** Begin Input **

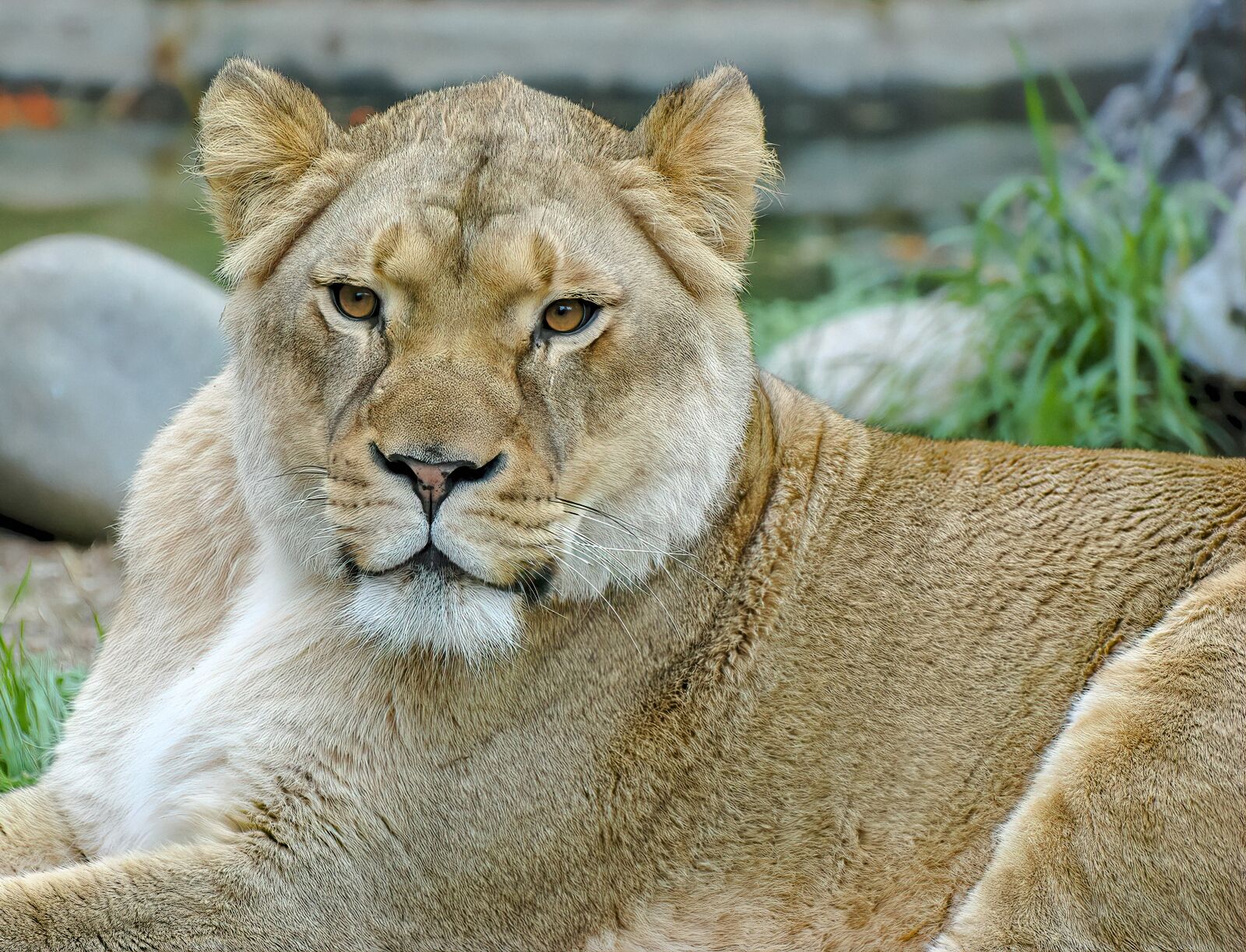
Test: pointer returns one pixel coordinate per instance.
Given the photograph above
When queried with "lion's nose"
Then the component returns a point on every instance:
(433, 481)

** End Input **

Exercise goal — Rewrite the lines above, replacing "component" with "module" and changing nothing else. Leave the pictures out of your version.

Reply to the task —
Test: pointer returns one pixel coordinate per instance.
Given the photograph above
When queried with "lion's nose"
Then the module returns a point on every instance:
(433, 481)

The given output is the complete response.